Die schwangere Macha besiegt ein Pferd im Wettlauf - das ist eine Allegorie der animalischen Fruchtbarkeit - und gebiert anschließend Zwillinge.

Der Befund, dass Muttergöttinnen gern mit Quellen assoziiert werden - auch Medb wird ja mit seltsamen Handlungen am Wasser angetroffen - und dort ihren Verehrungsort haben, wird als Symbol für Fruchtbarkeit und Leben spendende Kraft gesehen. Das beginnt schon bei den liebenden Vereinigungen am und im Wasser: Dagda hat nicht nur ein Liebesverhältnis mit Boand, der Frau, die dem Fluß Boyne den Namen gibt, er vereinigt sich auch mit der Morrigan, immerhin eine archaische Muttergöttin, im Wasser des Flusses Unias. Conchobar, der als Parallelgestalt zu Fergus gesehen werden kann (mit Macha ist er durch Pferde assoziiert und wird von Fergus im Königsamt vertreten) vergewaltigt Medb am Fluß Boyne.

KEUSCHHEITSTEST; JUNGFERNSCHAFT

Unklar ist im Zusammenhang der Mütter und des Themas Fruchtbarkeit, welche Stellung die Unberührtheit einnimmt. Manches spricht dafür, dass die Schwäne und vielleicht deren verbindende Ketten ein Hinweis auf Jungfräulichkeit ist. Zudem gibt es an mehreren Stellen Anspielungen auf Keuschheitstest. Bei Caradawc und Tegau Evrwron Goldbrust wird Keuschheit vermittels eines Trinkhorns ermittelt, welches wiederum Symbol der Fruchtbarkeit ist (vgl. Füllhorn); bei Arianrod und in Märchen durch Überspringen eines Stocks oder auch durch einen Mantel. In keinem dieser Fälle ist ersichtlich, auf welche Weise genau die Keuschheit nachgewiesen wurde.

Nicht ersichtlich ist auch die Bedeutung von Unberührtheit in der keltischen Kultur. Vielleicht ist sie eine christlich-mittelalterliche Ersetzung einer anderen, später nicht mehr verstandenen keltischen Funktion.

**Aufgaben:**
#1 Zitiere aus dem Textauszug wörtlich die Stelle von „KEUSCHHEITSTEST; JUNGFERNSCHAFT“ bis „Keuschheit nachgewiesen wurde.“.
#2 Womit wird laut Textauszug bei Caradawc und Tegau Evrwron Goldbrust die Keuschheit ermittelt?

Einträge aus einer Sammlung:
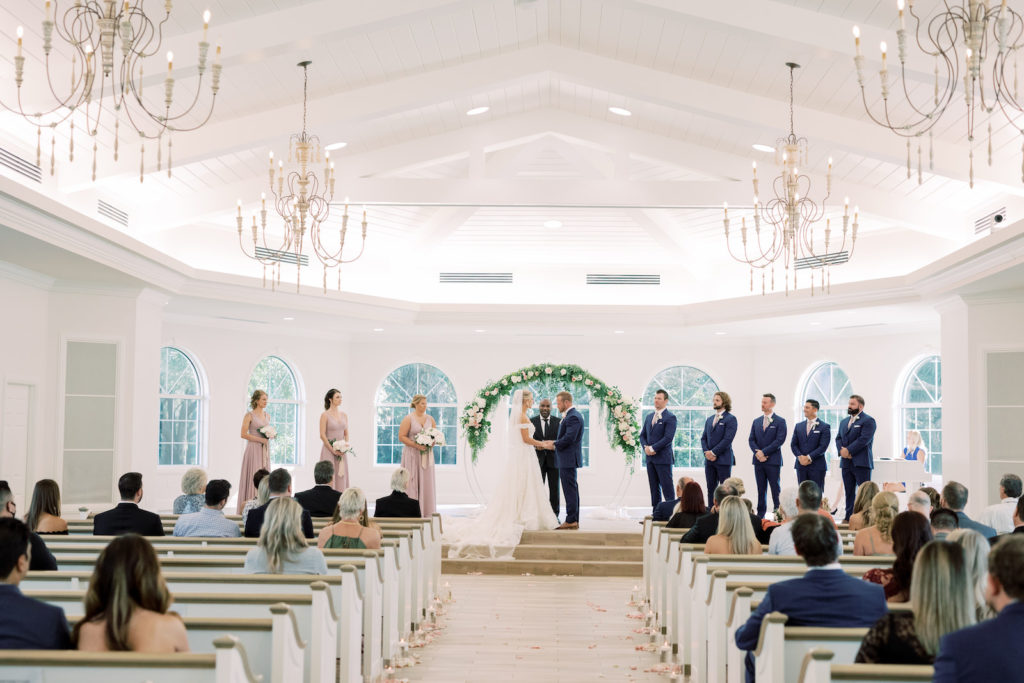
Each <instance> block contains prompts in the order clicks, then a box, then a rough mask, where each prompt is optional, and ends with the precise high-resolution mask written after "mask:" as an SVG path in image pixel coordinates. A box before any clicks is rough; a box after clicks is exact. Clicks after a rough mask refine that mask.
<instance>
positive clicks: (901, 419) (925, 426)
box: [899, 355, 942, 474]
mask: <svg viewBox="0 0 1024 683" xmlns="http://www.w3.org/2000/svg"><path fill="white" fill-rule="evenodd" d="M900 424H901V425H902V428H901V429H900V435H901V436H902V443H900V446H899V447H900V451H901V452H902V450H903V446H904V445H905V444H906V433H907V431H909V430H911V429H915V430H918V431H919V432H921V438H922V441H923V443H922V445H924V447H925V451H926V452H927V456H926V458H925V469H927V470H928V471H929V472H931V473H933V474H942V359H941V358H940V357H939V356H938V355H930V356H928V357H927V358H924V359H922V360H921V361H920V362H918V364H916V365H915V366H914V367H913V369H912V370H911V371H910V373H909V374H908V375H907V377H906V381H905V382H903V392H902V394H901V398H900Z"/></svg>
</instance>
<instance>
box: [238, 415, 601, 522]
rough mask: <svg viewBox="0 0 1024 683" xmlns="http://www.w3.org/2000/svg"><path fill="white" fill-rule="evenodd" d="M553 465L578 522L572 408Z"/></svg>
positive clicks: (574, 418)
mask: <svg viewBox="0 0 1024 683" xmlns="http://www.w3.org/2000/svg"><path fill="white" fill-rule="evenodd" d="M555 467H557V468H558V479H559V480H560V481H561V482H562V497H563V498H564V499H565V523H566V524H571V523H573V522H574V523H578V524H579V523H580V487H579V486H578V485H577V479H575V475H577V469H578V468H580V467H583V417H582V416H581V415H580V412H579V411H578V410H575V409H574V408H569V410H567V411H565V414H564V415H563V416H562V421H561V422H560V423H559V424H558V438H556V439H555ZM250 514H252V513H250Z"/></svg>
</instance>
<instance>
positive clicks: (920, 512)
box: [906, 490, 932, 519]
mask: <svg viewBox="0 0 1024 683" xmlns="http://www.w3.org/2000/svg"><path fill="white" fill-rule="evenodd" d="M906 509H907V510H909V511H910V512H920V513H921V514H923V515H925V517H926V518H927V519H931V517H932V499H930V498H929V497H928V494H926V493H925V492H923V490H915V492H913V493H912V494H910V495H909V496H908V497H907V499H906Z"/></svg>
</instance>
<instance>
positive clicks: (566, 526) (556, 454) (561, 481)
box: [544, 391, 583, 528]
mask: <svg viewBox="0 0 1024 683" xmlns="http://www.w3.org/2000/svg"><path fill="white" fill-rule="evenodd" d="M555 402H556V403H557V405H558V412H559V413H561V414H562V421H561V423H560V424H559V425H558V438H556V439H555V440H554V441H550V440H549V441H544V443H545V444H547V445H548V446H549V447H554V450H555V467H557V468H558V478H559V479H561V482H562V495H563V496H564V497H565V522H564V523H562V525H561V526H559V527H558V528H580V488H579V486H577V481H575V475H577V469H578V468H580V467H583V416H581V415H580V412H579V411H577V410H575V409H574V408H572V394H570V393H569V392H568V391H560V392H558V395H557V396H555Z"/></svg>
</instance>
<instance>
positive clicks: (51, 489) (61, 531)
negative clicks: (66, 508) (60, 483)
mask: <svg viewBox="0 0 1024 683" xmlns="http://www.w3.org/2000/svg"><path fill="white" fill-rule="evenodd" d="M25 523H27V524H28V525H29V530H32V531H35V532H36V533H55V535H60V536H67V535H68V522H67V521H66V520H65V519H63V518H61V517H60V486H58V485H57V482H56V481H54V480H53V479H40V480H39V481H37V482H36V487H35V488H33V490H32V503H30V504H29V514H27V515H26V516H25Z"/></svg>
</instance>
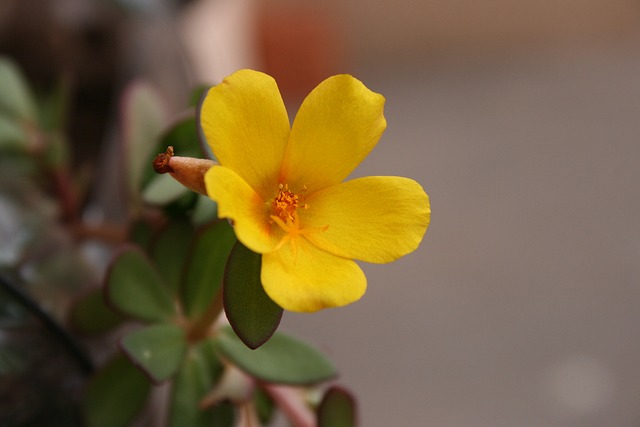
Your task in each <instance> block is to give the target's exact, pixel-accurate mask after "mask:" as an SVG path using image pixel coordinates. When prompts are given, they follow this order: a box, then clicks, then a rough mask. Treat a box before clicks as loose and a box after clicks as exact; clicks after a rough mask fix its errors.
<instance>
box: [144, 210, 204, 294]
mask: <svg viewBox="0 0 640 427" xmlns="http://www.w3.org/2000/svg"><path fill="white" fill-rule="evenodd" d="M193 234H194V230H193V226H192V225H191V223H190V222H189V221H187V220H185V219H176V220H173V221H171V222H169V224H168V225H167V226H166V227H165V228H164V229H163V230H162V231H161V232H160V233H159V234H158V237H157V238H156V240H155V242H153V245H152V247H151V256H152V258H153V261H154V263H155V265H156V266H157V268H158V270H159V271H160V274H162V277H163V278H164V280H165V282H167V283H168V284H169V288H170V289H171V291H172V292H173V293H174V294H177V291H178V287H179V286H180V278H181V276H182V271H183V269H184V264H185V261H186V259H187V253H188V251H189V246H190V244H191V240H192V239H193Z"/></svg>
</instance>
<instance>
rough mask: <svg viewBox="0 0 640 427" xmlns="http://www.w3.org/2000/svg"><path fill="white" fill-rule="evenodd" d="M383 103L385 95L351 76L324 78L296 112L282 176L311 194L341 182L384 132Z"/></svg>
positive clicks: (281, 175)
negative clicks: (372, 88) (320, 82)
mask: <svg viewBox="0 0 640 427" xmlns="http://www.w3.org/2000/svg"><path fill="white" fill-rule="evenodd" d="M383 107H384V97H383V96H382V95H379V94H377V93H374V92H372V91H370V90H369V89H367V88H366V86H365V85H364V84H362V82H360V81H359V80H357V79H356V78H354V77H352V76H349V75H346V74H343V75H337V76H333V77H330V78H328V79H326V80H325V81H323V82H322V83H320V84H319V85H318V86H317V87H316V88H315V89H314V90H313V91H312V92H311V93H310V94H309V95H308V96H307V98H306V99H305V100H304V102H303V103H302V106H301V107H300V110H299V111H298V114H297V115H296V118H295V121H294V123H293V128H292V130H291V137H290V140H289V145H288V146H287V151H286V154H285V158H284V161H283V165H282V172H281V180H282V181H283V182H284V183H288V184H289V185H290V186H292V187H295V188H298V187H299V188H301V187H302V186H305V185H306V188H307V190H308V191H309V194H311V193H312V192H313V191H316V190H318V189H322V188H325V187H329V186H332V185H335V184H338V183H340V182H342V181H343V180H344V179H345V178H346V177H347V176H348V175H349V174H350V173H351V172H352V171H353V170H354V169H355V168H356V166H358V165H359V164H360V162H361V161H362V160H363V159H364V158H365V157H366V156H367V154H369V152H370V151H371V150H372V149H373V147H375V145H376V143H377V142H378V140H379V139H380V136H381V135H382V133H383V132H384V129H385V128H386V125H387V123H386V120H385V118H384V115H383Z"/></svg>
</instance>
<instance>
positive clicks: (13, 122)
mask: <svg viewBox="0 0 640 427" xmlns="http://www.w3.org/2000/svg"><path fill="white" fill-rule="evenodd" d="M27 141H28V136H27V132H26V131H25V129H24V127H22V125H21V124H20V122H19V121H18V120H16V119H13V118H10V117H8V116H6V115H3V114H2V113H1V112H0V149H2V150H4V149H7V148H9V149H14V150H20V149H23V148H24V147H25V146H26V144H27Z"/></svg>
--
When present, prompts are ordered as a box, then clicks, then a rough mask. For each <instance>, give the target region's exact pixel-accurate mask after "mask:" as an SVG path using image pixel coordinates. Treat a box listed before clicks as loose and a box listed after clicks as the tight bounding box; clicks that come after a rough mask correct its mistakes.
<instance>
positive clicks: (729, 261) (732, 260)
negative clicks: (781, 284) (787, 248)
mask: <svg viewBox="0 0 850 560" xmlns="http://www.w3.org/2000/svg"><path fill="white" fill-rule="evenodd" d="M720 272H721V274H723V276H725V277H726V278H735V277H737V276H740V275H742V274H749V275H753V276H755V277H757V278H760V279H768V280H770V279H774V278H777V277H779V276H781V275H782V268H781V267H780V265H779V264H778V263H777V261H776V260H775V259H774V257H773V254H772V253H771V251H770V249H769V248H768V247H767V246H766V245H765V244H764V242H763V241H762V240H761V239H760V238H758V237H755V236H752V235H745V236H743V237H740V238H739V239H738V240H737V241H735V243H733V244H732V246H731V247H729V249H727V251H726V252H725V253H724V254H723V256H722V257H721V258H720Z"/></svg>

**Lösungen je Aufgabe:**
#1
KEUSCHHEITSTEST; JUNGFERNSCHAFT

Unklar ist im Zusammenhang der Mütter und des Themas Fruchtbarkeit, welche Stellung die Unberührtheit einnimmt. Manches spricht dafür, dass die Schwäne und vielleicht deren verbindende Ketten ein Hinweis auf Jungfräulichkeit ist. Zudem gibt es an mehreren Stellen Anspielungen auf Keuschheitstest. Bei Caradawc und Tegau Evrwron Goldbrust wird Keuschheit vermittels eines Trinkhorns ermittelt, welches wiederum Symbol der Fruchtbarkeit ist (vgl. Füllhorn); bei Arianrod und in Märchen durch Überspringen eines Stocks oder auch durch einen Mantel. In keinem dieser Fälle ist ersichtlich, auf welche Weise genau die Keuschheit nachgewiesen wurde.

#2 Mit einem Trinkhorn.